The president of Colombia gave a rousing rallying cry for local cinema at the opening of the Cartagena Film Festival late last month, showing one country that is taking its industry seriously.

In an era where support for film – and the arts in general – are increasingly the victim of public funding cuts, it was refreshing to see the president of Colombia make such a firm commitment to his local industry at the opening of the Cartagena Film Festival late last month.

President Juan Manuel Santos was about 45 minutes late to the opening but that didn’t stop him from giving an eloquent statement of intent to local film-makers.

“We want more and better Ibero-American films, more and better Colombian films, in which our people can express and reveal new facets of themselves to the entire world.”

He went on to say that his agenda is to make an aggressive play for foreign productions to shoot in Colombia, “to create conditions so that more and more national and foreign producers choose our country as the best place to make their films.”

“We have the human talent and the will to make film-making a new source of prosperity.”

For a country like Colombia with a burgeoning industry, film may serve another important purpose – to inform the world that Colombia whose name has for decades been associated with the drug trade, social and political unrest and kidnapping has changed and is now a culturally rich, safe and relatively stable society. Film, as Santos realises, has the power to reflect society and he said he longed for a time when the films were no longer about druglords or crime, when “there are no more Rosario Tijeras or Our Ladies Of The Assassins.”

“From the time I acted as Minister Of Foreign Trade in the early 1990s,” he said, “I was very aware of the need to promote national films as a way of introducing others to our country and venturing into an important international market.”

Surrounded by his phalanx of bodyguards and aides, Santos stayed for the opening night screening of local film The Colours Of The Mountain directed by Carlos Cesar Arbelaez, although for those of us in the audience, it was ironic and a little discomfiting that there were more men with guns in the auditorium than there were on the screen.

Santos’ enthusiasm for film is famous in Colombia and he enacted the 2003 Film Law when he was minister of finance. I couldn’t help comparing him to the UK prime minister David Cameron, who in the wake of the abolition of the UK Film Council, declared, with an almost staggering lack of interest or information, that there should be more films like Harry Potter.

Colombia’s cinematic renaissance, buoyed by the government’s support, is neatly echoed by Cartagena itself, the oldest film festival in the Americas which celebrated its 51st year with a new director, Monika Wagenberg, who is determined to bring it soaring into the 21st century and onto a world stage. It’s a big job, which includes upgrading the local screening facilities and the film offering.

Her first programme was a sophisticated showcase of the best Latin American films of the year with the latest highlights from Colombian cinema. The main Ibero-American competition featured impressive films like Pablo Larrain’s Post Mortem (which world premiered in Venice), Natalia Smirnoff’s Puzzle (Berlin 2010) and Daniel and Diego Vega’s Octubre (Cannes) along with less exposed titles such as Anil Berneri’s excellent Por Tu Culpa (Argentina) or Frederico Veiroj’s delightful La Vida Util (Uruguay).

Wagenberg also enticed some big names to Cartagena including Olivier Assayas, Arturo Ripstein, Carlos Reygadas, Luis Tosar, Carlos Cuaron and Guillermo Arriaga; the excitement and discussion surrounding cinema, both fiction and documentary, was scintillating and reflective of a continent which is abuzz with new storytelling forms and bold film-makers.

Latin America already has some significant festivals – Morelia, BAFICI, Guadalajara, Rio, Sao Paolo, Mar Del Plata – but Cartagena, with its glorious walled Spanish city, superb Caribbean climate and superb cuisine, has the potential to become a premier event for Ibero-American film from its base in Colombia.

Besides, while Europe licks its wounds in the wake of devastating government cuts, it’s nothing less than invigorating to visit a country where film is front and centre in the political conversation.

[TASK SET]:
- a) According to the article on the Cartagena Film Festival, who was the festival's new director in its 51st year?
- b) Reproduce word for word the passage of the article on the Cartagena Film Festival starting with "The president of Colombia gave" and going on through "late last month.".

[RECORD EXTRACTS]:
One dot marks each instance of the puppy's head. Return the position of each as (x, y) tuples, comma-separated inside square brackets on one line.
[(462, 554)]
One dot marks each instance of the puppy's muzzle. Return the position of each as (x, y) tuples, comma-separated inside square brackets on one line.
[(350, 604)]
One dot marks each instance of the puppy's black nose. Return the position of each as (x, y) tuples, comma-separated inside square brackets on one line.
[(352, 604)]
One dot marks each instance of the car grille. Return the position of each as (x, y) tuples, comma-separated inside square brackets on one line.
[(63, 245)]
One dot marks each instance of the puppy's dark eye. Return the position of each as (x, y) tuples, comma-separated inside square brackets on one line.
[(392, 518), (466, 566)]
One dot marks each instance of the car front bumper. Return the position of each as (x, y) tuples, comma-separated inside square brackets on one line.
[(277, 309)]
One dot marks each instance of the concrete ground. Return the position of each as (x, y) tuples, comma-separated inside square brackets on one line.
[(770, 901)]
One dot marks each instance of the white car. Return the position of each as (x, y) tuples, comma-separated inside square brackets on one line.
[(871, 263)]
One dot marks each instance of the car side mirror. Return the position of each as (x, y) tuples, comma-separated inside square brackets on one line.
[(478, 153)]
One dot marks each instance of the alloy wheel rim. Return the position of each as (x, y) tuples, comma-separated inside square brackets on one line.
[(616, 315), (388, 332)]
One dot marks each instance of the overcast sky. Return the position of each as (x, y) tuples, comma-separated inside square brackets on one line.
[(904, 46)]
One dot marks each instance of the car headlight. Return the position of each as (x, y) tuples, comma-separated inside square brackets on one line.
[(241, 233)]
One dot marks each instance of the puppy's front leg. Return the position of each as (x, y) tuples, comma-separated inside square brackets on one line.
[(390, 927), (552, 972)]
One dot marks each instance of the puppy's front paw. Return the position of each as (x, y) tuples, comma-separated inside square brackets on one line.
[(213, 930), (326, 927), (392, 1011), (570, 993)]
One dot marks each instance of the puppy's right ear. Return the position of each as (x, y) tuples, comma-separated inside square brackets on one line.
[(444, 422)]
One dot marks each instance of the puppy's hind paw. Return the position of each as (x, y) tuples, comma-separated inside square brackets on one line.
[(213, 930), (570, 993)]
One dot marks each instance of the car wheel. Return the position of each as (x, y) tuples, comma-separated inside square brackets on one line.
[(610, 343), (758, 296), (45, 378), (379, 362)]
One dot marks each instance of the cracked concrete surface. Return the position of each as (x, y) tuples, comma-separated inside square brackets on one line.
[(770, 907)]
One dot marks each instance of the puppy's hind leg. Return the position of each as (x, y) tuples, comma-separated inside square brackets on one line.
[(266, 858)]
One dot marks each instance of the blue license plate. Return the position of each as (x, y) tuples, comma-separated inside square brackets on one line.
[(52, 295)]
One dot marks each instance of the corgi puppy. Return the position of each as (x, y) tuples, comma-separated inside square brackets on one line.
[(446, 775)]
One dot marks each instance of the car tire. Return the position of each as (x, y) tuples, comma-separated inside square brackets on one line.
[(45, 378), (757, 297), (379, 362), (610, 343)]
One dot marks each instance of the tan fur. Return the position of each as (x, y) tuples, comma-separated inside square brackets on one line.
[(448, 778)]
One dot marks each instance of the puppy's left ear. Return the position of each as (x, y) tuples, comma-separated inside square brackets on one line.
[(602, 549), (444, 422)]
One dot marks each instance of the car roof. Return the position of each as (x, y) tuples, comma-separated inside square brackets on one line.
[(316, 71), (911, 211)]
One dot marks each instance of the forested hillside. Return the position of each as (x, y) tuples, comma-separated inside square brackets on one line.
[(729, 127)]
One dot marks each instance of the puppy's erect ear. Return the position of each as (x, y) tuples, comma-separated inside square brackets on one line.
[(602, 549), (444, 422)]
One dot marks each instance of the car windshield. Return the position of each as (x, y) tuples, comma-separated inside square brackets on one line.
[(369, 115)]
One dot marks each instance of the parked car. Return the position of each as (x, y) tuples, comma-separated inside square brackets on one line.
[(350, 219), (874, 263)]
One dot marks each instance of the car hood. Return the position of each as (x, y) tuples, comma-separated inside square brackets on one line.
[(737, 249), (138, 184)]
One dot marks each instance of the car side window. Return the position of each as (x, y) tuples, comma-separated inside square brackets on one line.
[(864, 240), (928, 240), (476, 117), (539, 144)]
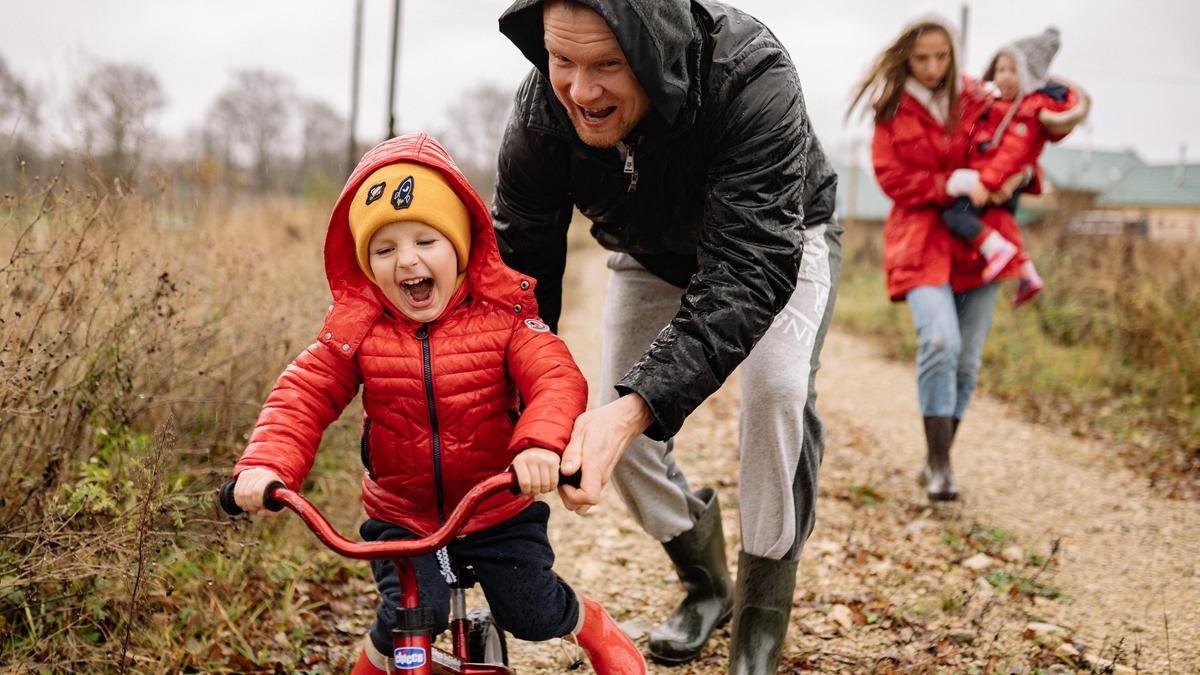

[ANSWERS BY TASK]:
- a) Monika Wagenberg

- b)
The president of Colombia gave a rousing rallying cry for local cinema at the opening of the Cartagena Film Festival late last month, showing one country that is taking its industry seriously.

In an era where support for film – and the arts in general – are increasingly the victim of public funding cuts, it was refreshing to see the president of Colombia make such a firm commitment to his local industry at the opening of the Cartagena Film Festival late last month.